• _Work to be completed_
Reproduce the following data line for line, without any alteration, and omit the pictures from your reproduction.
──────────────────────────────
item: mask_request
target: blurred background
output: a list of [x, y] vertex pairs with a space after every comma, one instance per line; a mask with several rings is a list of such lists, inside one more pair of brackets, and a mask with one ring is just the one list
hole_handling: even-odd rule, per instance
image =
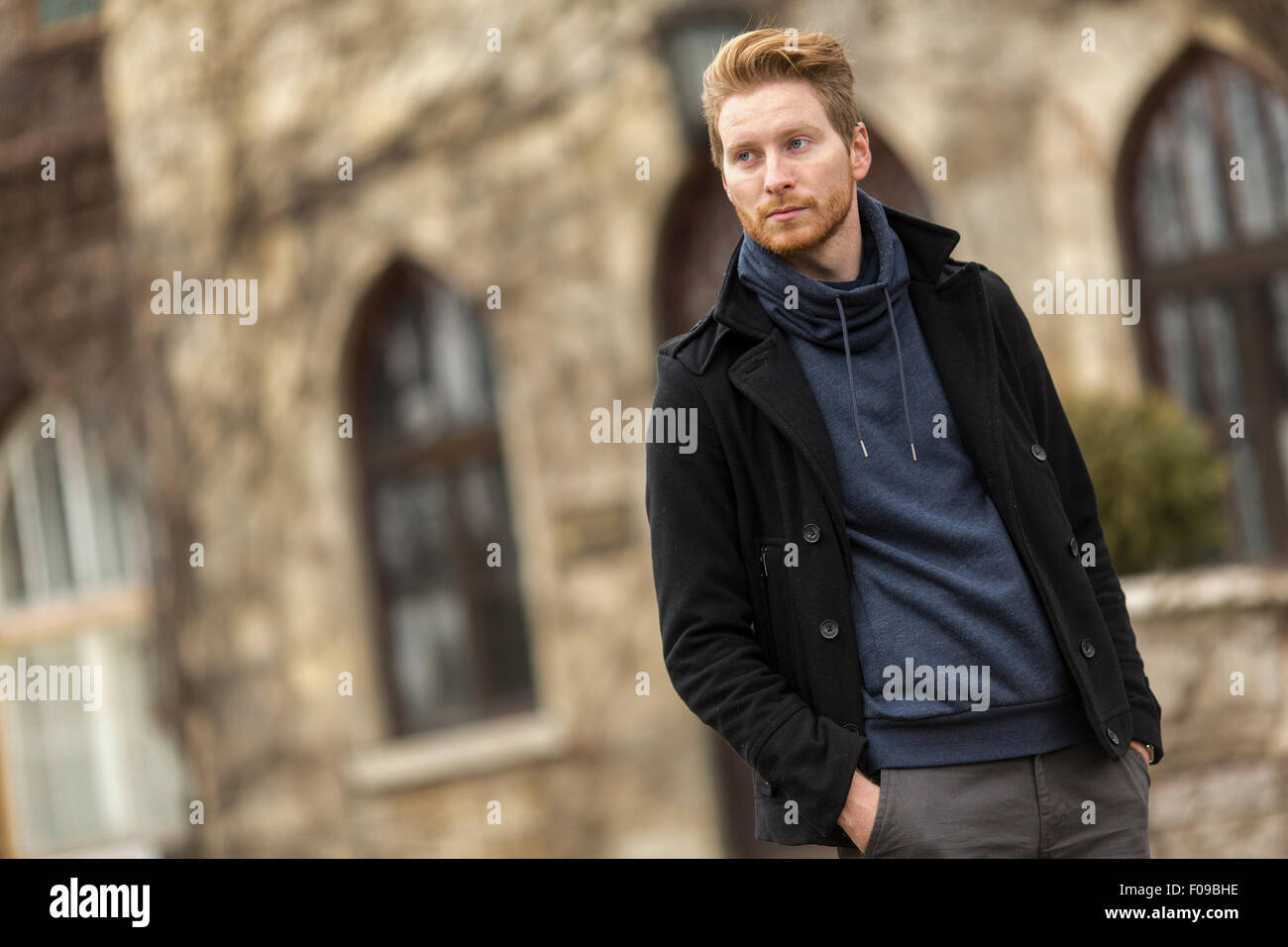
[[[0, 702], [0, 854], [836, 857], [753, 840], [644, 447], [590, 438], [715, 300], [701, 76], [766, 23], [842, 39], [862, 186], [1028, 311], [1154, 856], [1288, 854], [1288, 0], [0, 0], [0, 665], [104, 688]], [[1140, 321], [1036, 313], [1057, 271]]]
──────────────────────────────
• _Solution for this problem_
item: mask_request
target: blurred background
output: a list of [x, y] vertex pairs with a space after every comma, one instance per line; a mask with several rings is a list of such lists, inside one more pair of brackets, and a mask with one ring is just the one list
hole_handling: even-odd rule, per instance
image =
[[[0, 702], [0, 854], [836, 857], [753, 840], [644, 447], [590, 438], [715, 300], [701, 76], [766, 23], [842, 39], [862, 186], [1028, 311], [1154, 856], [1288, 854], [1288, 0], [0, 0], [0, 665], [104, 688]], [[1140, 321], [1036, 313], [1057, 271]]]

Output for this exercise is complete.